_OBJETIVO DA TAREFA_. Dê seguimento ao ensaio sobre a responsabilidade e a compaixão a partir da última frase apresentada.

_PASSAGEM DO TEXTO_.

O.CADERNOS DO ISTA, 5





Da responsabilidade
à compaixão
(1)
MANUEL DO CARMO
FERREIRA




Arriscar-me-ia a propor como tese orientadora do desenvolvimento deste tema que a passagem enunciada no título da exposição – da responsabilidade à compaixão – não pretende significar a saída para algo de diferente do que é ser responsável, não representa o estabelecimento de dois planos bem diferenciados e como que exteriores um ao outro, mas antes que o sentido efectivo da responsabilidade, a instância mais funda e mais plena da responsabilidade reside justamente nessa passagem, que apenas na compaixão se descobre e se consuma a natureza autêntica da responsabilidade. A defesa de uma tal posição implica necessariamente uma revisão radical do conceito mesmo de responsabilidade.

Será essa revisão, será essa tentativa de revisitar o campo semântico que a envolve e que a confina a um horizonte restrito, habitual e irreflectidamente assimilado ao plano jurídico, que permitirá aflorar a conaturalidade de duas atitudes. Indo directamente à conclusão, sem querer precipitá-la, mas apenas para tornar mais claro o quadro reflexivo em que me vou mover, afirmo que a verdadeira responsabilidade é a compaixão. O conceito mediador que funda e justifica esta recondução de um termo a outro, este conceito de passagem, este à que constitui o núcleo de toda a exposição, desvela-se como o conceito de identidade : aquilo que a responsabiliade em última análise se revela ser atesta-se como a fundação, a constituição,a aventura e o trabalho da identificação de ser si próprio como realidade pessoal.

Esclarecer esta assimilação passa por atender à matriz jurídica, na terminologia e na fixação dos conteúdos de sentido, do conceito de responsabilidade e, ao mesmo tempo, por considerar como derivou dessa ordem jurídica para a ordem moral, por uma contaminação ou como que por extensão do conceito à esfera das condutas moral ou eticamente perspectivadas.

A referência jurídica foi predominante desde a origem até praticamente à actualidade, traduzindo-se num uso em que o conceito de responsabilidade coincide em larguíssima medida com o de imputação: considerar alguém responsável, atribuir responsabilidades, significa imputar um determinado comportamento, ou a ausência dele, a autoria de uma determinada acção a alguém.

_EXTRATO DE DADOS_.
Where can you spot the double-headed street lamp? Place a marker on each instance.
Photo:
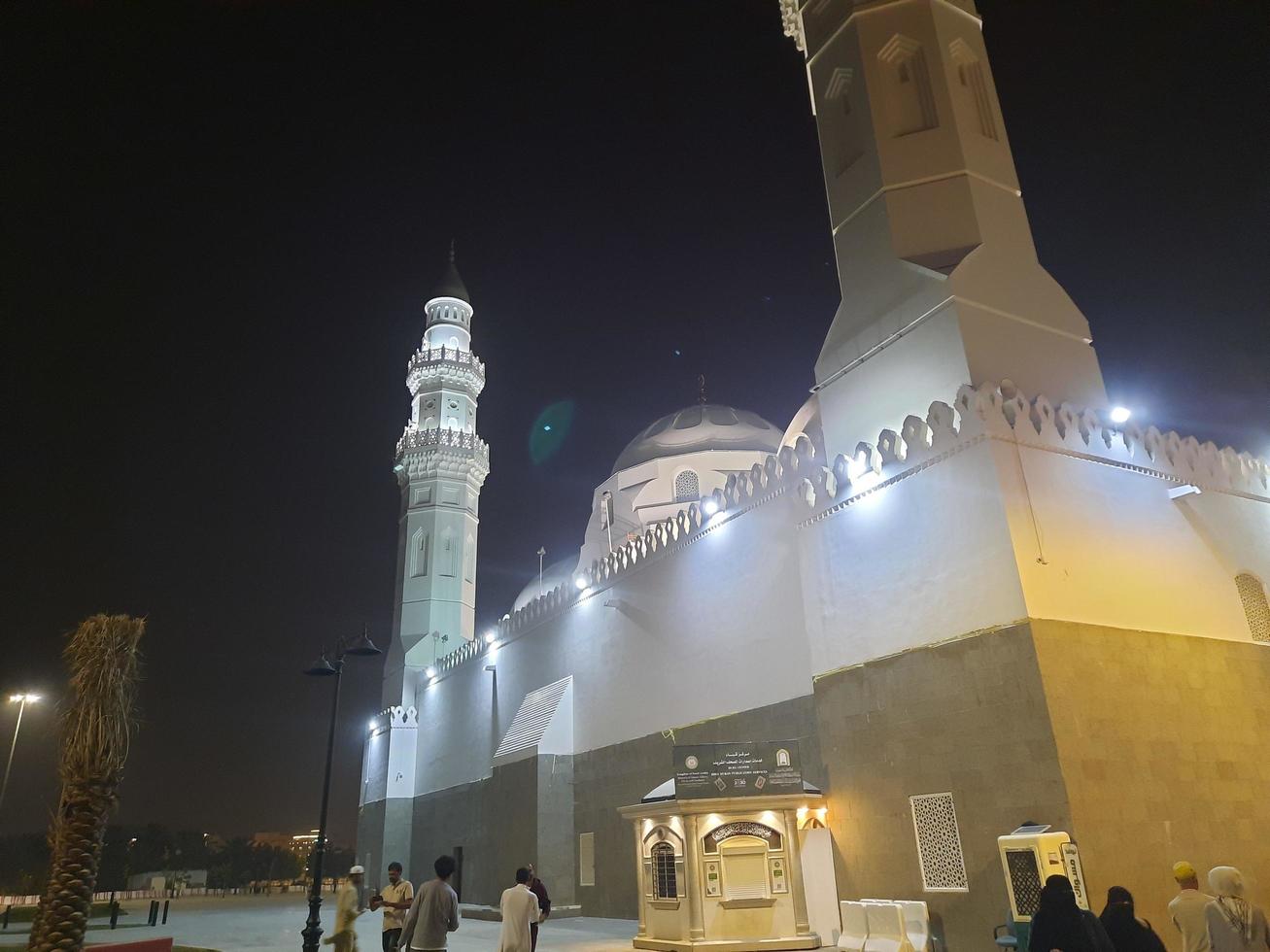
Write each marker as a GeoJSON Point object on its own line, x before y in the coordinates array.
{"type": "Point", "coordinates": [322, 667]}
{"type": "Point", "coordinates": [21, 700]}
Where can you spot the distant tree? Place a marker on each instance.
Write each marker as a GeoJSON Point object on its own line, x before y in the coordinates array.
{"type": "Point", "coordinates": [104, 659]}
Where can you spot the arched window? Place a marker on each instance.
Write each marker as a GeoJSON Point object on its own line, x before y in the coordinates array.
{"type": "Point", "coordinates": [1253, 595]}
{"type": "Point", "coordinates": [663, 871]}
{"type": "Point", "coordinates": [687, 488]}
{"type": "Point", "coordinates": [744, 867]}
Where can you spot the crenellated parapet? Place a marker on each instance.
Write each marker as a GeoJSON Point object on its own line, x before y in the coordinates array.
{"type": "Point", "coordinates": [992, 412]}
{"type": "Point", "coordinates": [445, 367]}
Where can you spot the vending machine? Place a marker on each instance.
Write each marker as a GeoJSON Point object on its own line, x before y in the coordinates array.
{"type": "Point", "coordinates": [1029, 856]}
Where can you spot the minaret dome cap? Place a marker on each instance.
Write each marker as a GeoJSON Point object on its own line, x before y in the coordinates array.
{"type": "Point", "coordinates": [451, 285]}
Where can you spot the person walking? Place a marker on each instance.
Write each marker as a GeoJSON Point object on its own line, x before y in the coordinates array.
{"type": "Point", "coordinates": [348, 906]}
{"type": "Point", "coordinates": [1060, 926]}
{"type": "Point", "coordinates": [1128, 934]}
{"type": "Point", "coordinates": [1233, 923]}
{"type": "Point", "coordinates": [1186, 909]}
{"type": "Point", "coordinates": [395, 899]}
{"type": "Point", "coordinates": [433, 914]}
{"type": "Point", "coordinates": [520, 909]}
{"type": "Point", "coordinates": [538, 889]}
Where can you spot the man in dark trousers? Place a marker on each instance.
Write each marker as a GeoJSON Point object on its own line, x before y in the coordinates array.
{"type": "Point", "coordinates": [540, 890]}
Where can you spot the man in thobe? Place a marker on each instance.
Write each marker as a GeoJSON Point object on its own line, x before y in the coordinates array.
{"type": "Point", "coordinates": [395, 901]}
{"type": "Point", "coordinates": [348, 906]}
{"type": "Point", "coordinates": [538, 889]}
{"type": "Point", "coordinates": [1186, 909]}
{"type": "Point", "coordinates": [520, 907]}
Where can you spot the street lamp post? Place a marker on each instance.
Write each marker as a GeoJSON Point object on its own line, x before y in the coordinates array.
{"type": "Point", "coordinates": [21, 700]}
{"type": "Point", "coordinates": [322, 667]}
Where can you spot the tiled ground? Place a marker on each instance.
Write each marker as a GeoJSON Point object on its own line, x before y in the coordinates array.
{"type": "Point", "coordinates": [273, 924]}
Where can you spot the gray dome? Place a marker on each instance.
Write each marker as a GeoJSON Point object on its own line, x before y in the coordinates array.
{"type": "Point", "coordinates": [696, 428]}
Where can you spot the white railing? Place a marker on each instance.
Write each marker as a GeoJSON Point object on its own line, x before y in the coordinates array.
{"type": "Point", "coordinates": [416, 438]}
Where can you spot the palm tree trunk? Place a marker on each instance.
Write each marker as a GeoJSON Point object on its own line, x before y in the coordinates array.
{"type": "Point", "coordinates": [96, 728]}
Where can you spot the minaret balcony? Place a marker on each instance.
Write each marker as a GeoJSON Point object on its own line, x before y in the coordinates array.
{"type": "Point", "coordinates": [445, 365]}
{"type": "Point", "coordinates": [445, 441]}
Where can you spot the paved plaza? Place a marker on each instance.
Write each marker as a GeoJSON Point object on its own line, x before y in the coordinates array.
{"type": "Point", "coordinates": [273, 923]}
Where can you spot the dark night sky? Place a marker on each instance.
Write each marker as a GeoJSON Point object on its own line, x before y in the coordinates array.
{"type": "Point", "coordinates": [220, 223]}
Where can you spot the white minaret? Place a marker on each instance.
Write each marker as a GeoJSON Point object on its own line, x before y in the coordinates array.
{"type": "Point", "coordinates": [939, 273]}
{"type": "Point", "coordinates": [441, 464]}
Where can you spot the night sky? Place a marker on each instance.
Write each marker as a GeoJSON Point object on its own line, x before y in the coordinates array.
{"type": "Point", "coordinates": [220, 223]}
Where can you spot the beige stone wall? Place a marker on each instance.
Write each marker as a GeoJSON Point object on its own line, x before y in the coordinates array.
{"type": "Point", "coordinates": [965, 717]}
{"type": "Point", "coordinates": [1165, 750]}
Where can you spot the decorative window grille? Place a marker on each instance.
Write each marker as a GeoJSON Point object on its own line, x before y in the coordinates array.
{"type": "Point", "coordinates": [687, 488]}
{"type": "Point", "coordinates": [939, 843]}
{"type": "Point", "coordinates": [586, 858]}
{"type": "Point", "coordinates": [663, 871]}
{"type": "Point", "coordinates": [1253, 595]}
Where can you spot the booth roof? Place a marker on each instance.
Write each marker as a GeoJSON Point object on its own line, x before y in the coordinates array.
{"type": "Point", "coordinates": [666, 791]}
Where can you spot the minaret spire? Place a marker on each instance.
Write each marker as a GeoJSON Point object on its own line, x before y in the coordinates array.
{"type": "Point", "coordinates": [936, 263]}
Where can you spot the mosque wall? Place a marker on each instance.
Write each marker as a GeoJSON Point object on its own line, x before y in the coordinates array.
{"type": "Point", "coordinates": [967, 717]}
{"type": "Point", "coordinates": [917, 561]}
{"type": "Point", "coordinates": [1165, 749]}
{"type": "Point", "coordinates": [1107, 545]}
{"type": "Point", "coordinates": [708, 629]}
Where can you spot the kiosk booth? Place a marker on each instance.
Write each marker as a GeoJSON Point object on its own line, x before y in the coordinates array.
{"type": "Point", "coordinates": [724, 872]}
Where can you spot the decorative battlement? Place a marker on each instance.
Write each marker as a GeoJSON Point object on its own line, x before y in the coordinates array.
{"type": "Point", "coordinates": [445, 365]}
{"type": "Point", "coordinates": [988, 412]}
{"type": "Point", "coordinates": [991, 412]}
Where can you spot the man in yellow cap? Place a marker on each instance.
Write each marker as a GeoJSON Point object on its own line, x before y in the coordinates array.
{"type": "Point", "coordinates": [1186, 909]}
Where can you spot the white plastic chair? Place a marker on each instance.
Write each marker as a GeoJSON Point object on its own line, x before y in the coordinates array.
{"type": "Point", "coordinates": [886, 932]}
{"type": "Point", "coordinates": [917, 923]}
{"type": "Point", "coordinates": [855, 927]}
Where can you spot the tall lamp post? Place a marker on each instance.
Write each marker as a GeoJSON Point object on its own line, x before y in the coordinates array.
{"type": "Point", "coordinates": [21, 700]}
{"type": "Point", "coordinates": [322, 667]}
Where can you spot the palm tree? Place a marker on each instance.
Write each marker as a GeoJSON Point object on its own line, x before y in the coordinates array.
{"type": "Point", "coordinates": [104, 661]}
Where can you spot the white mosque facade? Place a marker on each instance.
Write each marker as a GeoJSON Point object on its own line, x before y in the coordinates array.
{"type": "Point", "coordinates": [951, 578]}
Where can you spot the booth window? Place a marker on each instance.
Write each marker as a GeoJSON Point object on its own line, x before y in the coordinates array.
{"type": "Point", "coordinates": [663, 871]}
{"type": "Point", "coordinates": [744, 867]}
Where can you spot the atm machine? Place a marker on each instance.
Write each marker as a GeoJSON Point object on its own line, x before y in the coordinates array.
{"type": "Point", "coordinates": [1029, 856]}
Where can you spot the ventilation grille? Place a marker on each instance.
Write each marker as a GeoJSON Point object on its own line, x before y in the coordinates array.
{"type": "Point", "coordinates": [1253, 595]}
{"type": "Point", "coordinates": [532, 719]}
{"type": "Point", "coordinates": [939, 843]}
{"type": "Point", "coordinates": [1024, 880]}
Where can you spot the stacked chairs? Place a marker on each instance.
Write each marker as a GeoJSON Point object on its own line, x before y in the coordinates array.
{"type": "Point", "coordinates": [885, 926]}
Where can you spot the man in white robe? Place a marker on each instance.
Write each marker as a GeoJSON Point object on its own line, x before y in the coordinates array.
{"type": "Point", "coordinates": [520, 907]}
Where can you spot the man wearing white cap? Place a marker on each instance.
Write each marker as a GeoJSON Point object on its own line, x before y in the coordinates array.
{"type": "Point", "coordinates": [348, 906]}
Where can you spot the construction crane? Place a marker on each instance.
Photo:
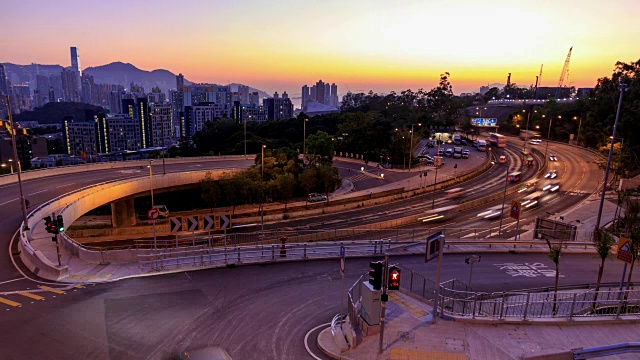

_RESPOSTA DO EXERCÍCIO_.
A imputação tem uma estrutura dual, uma estrutura dicotómica; o acto de imputar leva consigo, por um lado, a identificação de um autor, significa a atribuição de uma autoria, de uma origem decisiva, de uma iniciativa que tem em si mesma a sua raiz, um último reduto de causação, o que implica, pelo menos em parte, a admissão de uma capacidade de começar a partir de si, ou seja, da liberdade; por outro, no pólo oposto, impõe-se um dador da ordem, uma obrigação de adesão a um mandado, o cumprimento de uma norma ou determinação. A responsabilidade implanta-se nessa bipolarização entre uma autoria da acção ( ou da omissão ) que se supõe ou se atribui, e uma autoridade que se impõe e impõe a norma.. Associando-se desde o princípio à imputação, como sua face negativa, está a imposição de uma sanção, quer se trate da obrigação de reparar o prejuízo causado, no plano do direito civil, quer na esfera do direito penal em que a obrigação é sofrer, suportar o castigo feito corresponder à transgressão cometida. Mas, seja qual fôr a modalidade da relação assim estabelecida regista-se sempre a articulação bipolar instaurada entre um acto que tem um autor com nome próprio e a autoridade que o julga: a referência à obrigação que religa estes dois termos em presença é não somente inevitável mas determinante da relação mesma. Semelhante primado da norma coerciva no plano jurídico da posição da questão da responsabilidade desloca igualmente para a autoridade que determina a norma e sanciona o seu incumprimento o fulcro da relação: a lei, a vontade do legislador, tem a prioridade e a liberdade é simplesmente condição da submissão.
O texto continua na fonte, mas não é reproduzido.